*** Opening of Record extracts ***
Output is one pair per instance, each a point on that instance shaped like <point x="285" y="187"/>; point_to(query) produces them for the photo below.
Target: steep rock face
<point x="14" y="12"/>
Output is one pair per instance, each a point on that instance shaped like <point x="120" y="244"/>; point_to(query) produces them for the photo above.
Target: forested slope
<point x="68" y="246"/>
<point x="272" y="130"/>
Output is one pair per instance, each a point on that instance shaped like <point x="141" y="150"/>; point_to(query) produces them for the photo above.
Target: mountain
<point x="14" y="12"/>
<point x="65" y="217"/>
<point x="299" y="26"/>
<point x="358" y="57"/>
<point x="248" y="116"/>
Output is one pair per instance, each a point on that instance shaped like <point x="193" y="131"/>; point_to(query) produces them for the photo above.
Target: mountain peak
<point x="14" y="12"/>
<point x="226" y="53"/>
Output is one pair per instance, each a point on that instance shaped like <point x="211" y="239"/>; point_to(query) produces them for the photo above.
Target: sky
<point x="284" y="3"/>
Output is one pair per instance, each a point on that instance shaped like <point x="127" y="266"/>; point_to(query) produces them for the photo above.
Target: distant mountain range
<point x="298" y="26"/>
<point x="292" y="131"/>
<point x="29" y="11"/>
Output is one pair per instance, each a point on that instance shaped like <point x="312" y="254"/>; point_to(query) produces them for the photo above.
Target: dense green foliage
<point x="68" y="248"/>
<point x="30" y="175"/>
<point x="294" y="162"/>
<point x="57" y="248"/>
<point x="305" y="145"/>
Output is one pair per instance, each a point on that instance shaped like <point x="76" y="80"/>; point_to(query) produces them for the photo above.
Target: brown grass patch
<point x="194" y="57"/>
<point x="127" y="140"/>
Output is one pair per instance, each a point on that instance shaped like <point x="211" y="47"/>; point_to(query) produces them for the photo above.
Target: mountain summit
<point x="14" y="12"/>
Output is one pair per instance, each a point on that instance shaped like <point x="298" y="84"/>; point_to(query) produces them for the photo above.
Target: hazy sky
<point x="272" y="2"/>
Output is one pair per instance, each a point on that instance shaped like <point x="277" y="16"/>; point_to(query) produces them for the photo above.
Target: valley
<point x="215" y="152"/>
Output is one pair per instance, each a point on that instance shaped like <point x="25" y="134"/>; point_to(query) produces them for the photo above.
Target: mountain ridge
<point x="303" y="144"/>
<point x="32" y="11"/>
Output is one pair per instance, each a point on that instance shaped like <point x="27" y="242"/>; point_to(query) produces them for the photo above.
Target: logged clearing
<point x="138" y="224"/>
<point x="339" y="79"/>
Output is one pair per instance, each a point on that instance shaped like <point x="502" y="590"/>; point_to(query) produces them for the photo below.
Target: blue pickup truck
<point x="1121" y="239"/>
*** Close of Record extracts ***
*** Opening of Record extracts ***
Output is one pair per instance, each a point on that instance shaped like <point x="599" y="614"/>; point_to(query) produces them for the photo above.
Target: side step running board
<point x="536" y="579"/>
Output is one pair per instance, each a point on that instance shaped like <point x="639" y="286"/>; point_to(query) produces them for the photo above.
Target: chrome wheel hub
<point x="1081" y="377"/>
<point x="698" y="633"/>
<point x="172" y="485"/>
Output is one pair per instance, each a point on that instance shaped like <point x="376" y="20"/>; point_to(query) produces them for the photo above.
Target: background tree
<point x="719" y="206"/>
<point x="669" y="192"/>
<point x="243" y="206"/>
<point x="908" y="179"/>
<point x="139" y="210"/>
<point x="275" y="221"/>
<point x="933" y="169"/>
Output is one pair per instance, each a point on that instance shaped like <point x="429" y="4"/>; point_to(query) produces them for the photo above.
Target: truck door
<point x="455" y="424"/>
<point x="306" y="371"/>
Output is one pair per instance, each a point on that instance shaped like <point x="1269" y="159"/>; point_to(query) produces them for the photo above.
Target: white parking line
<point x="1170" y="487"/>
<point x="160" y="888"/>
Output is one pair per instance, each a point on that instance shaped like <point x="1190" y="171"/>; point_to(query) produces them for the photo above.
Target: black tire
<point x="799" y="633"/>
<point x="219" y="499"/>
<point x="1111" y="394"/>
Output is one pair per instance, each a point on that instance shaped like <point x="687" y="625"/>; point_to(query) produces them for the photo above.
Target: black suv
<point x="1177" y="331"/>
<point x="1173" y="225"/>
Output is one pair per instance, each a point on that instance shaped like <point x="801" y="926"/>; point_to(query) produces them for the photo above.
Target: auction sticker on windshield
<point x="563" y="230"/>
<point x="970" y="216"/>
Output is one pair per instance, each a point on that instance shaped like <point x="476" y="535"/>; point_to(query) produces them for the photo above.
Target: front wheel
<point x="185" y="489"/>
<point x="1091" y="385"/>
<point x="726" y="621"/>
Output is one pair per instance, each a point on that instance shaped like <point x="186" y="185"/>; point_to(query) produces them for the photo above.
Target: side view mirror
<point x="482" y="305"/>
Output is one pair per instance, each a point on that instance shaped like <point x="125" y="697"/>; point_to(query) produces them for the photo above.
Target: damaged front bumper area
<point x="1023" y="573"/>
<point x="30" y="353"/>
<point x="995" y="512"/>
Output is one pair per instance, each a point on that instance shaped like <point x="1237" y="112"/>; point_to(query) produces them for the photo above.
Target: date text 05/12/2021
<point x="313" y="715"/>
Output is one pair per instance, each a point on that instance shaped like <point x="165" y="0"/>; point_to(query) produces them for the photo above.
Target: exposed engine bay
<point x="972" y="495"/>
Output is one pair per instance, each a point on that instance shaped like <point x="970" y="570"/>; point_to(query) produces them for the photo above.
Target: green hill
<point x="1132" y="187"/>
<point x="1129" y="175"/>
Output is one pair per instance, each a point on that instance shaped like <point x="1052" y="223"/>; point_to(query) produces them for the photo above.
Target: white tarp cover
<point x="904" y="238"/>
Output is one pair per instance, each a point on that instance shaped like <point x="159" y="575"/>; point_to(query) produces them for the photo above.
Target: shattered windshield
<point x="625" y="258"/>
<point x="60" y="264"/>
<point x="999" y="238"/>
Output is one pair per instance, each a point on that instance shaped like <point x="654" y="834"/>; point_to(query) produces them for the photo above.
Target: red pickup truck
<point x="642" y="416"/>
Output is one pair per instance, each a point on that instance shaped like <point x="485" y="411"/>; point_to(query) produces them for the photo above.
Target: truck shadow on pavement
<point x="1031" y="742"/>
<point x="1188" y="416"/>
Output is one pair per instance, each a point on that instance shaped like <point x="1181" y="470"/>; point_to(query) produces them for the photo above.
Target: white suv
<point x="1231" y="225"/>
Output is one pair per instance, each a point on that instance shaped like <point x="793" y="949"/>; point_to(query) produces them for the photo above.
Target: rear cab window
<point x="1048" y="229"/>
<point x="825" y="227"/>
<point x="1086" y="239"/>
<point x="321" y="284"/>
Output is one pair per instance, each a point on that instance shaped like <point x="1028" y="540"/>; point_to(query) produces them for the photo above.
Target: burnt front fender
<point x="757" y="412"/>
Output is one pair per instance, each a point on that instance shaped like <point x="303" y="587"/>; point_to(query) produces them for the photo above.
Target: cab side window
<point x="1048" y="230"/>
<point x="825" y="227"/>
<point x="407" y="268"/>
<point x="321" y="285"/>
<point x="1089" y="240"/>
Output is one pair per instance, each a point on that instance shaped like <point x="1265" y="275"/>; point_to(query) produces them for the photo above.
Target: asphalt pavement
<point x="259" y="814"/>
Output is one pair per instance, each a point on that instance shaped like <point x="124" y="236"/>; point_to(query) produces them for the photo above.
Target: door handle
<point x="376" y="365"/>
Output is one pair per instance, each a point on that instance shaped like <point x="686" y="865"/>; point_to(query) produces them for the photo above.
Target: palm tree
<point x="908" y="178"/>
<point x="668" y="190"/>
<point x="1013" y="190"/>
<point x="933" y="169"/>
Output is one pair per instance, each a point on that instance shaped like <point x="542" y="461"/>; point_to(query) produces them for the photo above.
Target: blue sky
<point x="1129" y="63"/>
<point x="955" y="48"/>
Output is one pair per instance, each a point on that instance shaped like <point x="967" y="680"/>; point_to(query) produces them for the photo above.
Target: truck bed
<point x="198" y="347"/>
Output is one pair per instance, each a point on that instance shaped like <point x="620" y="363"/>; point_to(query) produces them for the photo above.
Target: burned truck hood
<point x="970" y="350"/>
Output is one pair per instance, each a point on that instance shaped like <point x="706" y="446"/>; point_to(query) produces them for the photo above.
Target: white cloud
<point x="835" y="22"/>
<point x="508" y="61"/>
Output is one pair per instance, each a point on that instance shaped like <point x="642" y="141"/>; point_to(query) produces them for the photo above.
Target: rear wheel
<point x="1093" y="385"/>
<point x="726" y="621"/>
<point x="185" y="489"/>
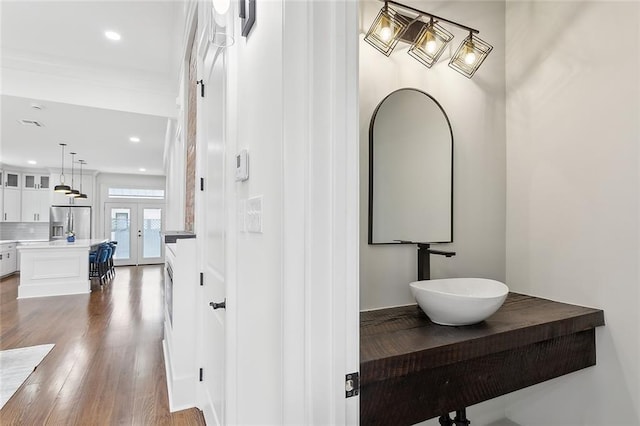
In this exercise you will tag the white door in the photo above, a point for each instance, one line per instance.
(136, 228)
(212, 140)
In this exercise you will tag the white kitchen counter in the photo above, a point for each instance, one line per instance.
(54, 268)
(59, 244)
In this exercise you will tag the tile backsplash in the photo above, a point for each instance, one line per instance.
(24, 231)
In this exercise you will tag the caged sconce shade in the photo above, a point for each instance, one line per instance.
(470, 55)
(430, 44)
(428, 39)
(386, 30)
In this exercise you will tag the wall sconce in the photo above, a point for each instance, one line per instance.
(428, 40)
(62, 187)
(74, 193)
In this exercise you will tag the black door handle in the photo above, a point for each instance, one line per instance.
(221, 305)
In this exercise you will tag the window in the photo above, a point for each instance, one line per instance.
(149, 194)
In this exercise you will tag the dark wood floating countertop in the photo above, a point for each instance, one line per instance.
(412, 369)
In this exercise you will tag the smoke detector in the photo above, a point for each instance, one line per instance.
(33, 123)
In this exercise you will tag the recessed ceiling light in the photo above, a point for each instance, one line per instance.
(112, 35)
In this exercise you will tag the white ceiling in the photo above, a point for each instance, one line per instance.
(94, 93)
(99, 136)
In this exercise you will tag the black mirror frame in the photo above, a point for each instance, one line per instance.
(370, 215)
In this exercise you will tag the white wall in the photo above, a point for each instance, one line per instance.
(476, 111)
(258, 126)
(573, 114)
*** Close of Record extracts ***
> [Work to complete]:
The expected result is every line above containing the string "below".

> [Result of this exercise]:
Output is one pair per instance, each a point on that instance shaped like <point x="285" y="187"/>; point_to(query) produces them for the photo below.
Output is one pair per instance, each a point on that instance shaped like <point x="502" y="590"/>; point_to(query) produces them for the photo below.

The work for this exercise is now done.